(Data extracted from a collection)
· · · · ·

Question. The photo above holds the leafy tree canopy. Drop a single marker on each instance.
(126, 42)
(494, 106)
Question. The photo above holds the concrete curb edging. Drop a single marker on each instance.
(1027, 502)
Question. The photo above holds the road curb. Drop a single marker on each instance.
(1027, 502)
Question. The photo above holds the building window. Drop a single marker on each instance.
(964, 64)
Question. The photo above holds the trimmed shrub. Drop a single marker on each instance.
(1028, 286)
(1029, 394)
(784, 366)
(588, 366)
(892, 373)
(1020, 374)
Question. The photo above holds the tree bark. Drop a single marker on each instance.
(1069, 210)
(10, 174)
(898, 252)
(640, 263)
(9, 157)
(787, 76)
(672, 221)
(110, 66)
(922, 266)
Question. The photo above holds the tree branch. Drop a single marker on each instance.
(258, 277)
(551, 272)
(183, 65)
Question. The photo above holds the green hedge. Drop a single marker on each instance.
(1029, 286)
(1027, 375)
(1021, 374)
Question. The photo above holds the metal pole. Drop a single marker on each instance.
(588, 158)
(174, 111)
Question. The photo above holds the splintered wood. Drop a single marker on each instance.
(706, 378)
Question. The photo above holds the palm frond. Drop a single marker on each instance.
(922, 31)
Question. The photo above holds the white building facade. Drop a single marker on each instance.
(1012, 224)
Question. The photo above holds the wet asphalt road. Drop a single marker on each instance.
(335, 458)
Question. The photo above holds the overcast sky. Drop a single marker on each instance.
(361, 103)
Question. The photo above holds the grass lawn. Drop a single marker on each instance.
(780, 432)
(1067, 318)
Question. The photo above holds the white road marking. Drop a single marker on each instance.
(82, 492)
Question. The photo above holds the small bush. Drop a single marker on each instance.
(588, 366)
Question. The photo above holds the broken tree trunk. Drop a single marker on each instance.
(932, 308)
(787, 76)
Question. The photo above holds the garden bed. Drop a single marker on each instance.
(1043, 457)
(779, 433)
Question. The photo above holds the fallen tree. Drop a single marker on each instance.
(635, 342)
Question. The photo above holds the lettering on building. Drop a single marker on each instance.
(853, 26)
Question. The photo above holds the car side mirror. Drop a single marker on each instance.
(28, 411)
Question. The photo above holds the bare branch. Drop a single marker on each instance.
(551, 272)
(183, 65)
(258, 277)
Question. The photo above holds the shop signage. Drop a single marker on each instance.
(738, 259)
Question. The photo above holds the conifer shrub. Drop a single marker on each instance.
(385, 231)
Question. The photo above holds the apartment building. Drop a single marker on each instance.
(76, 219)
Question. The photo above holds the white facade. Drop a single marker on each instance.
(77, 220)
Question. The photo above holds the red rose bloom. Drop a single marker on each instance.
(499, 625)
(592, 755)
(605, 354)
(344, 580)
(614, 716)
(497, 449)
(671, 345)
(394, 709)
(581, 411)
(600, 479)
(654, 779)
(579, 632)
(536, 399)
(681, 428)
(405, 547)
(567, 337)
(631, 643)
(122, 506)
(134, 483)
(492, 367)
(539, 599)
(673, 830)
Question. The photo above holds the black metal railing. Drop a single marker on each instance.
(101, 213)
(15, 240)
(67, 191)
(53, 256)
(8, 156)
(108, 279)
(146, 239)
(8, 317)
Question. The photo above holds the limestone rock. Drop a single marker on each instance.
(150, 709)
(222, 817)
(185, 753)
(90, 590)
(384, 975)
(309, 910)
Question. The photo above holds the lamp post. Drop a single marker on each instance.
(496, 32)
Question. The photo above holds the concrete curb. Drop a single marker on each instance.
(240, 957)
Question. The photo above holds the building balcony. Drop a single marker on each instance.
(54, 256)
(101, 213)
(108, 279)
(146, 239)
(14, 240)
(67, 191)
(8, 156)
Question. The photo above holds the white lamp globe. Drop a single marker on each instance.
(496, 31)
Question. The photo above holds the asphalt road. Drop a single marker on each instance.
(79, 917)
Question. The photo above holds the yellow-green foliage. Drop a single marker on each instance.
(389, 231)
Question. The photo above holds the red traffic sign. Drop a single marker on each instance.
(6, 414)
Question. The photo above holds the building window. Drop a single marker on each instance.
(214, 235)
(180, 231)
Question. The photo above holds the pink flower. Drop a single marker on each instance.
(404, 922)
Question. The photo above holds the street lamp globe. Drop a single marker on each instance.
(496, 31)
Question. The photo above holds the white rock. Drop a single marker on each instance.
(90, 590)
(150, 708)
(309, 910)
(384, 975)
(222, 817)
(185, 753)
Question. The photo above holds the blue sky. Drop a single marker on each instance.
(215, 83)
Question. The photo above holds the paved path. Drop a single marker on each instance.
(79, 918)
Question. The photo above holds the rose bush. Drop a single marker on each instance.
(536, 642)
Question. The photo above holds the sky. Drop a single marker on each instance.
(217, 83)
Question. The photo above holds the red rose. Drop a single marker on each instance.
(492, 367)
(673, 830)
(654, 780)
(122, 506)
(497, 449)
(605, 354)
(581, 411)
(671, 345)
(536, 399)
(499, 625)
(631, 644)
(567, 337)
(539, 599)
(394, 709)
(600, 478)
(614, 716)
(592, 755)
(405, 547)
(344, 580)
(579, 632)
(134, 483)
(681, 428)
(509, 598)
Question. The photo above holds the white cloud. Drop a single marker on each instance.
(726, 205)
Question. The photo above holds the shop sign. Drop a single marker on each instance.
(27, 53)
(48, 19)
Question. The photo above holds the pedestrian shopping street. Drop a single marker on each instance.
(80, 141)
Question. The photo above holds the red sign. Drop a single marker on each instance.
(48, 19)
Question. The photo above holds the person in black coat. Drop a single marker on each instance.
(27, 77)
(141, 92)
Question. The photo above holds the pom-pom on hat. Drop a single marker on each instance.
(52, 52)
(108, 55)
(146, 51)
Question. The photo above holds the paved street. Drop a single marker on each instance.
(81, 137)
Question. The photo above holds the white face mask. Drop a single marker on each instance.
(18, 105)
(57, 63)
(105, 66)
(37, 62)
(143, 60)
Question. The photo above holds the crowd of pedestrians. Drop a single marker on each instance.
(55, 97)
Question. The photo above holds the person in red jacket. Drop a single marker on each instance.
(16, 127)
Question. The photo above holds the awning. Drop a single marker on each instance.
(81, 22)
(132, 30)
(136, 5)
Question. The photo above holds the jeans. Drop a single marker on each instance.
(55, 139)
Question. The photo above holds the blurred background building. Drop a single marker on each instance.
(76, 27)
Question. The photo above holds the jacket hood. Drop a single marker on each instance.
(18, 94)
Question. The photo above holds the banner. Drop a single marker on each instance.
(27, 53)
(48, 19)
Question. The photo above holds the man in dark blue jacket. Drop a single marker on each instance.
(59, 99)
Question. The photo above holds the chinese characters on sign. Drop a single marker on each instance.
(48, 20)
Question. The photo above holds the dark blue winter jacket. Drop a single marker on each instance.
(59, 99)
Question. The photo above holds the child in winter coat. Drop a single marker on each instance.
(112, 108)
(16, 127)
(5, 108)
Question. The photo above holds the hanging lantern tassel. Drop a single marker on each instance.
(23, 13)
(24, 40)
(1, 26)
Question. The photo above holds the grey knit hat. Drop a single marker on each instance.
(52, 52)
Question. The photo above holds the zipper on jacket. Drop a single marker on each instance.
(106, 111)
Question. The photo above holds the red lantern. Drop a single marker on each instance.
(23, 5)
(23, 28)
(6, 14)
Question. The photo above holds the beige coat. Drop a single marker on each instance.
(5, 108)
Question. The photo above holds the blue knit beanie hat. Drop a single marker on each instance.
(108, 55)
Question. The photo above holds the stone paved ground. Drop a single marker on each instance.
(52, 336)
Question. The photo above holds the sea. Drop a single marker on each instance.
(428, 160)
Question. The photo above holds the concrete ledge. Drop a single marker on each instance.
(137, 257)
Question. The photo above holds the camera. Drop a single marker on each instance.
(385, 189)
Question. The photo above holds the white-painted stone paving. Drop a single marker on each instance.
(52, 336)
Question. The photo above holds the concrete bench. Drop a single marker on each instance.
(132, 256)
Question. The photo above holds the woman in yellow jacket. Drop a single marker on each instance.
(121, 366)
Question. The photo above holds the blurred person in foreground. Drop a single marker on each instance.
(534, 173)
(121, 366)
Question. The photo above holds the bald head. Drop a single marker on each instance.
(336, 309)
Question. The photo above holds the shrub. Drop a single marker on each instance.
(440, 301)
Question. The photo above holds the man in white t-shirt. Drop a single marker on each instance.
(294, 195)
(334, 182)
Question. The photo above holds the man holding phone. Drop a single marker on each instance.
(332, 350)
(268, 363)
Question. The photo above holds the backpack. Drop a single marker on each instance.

· · · · ·

*Task objective*
Please reproduce the closing stretch of the records, from the line with "Question. The photo above holds the concrete ledge." through the last line, exactly as it stands.

*Solution for this exercise*
Question. The photo above holds the concrete ledge. Drop a single marker on each instance.
(137, 257)
Question. The photo above holds the camera. Drop a single marker on each instance.
(385, 189)
Question. The photo above holds the white-painted stone paving. Drop a single marker on each instance.
(52, 336)
Question. The photo above holds the concrete bench. Drop a single marker on each instance.
(132, 256)
Question. The photo above holds the woman in yellow jacket. Drop a single marker on each instance.
(121, 366)
Question. The photo above holds the blurred person in foreground. Drop a single marker on each instance.
(534, 173)
(121, 366)
Question. The photo above holds the bald head. Drop a single marker on each instance.
(336, 309)
Question. The photo above holds the shrub. Drop a single marker on each instance.
(440, 301)
Question. The photo above holds the man in white t-shirt. Drop a single marker on each instance.
(294, 195)
(334, 182)
Question. The photo above holds the man holding phone. Drop a single marker on each instance.
(332, 350)
(268, 363)
Question. The photo above holds the backpack. Drop a single marker on each instance.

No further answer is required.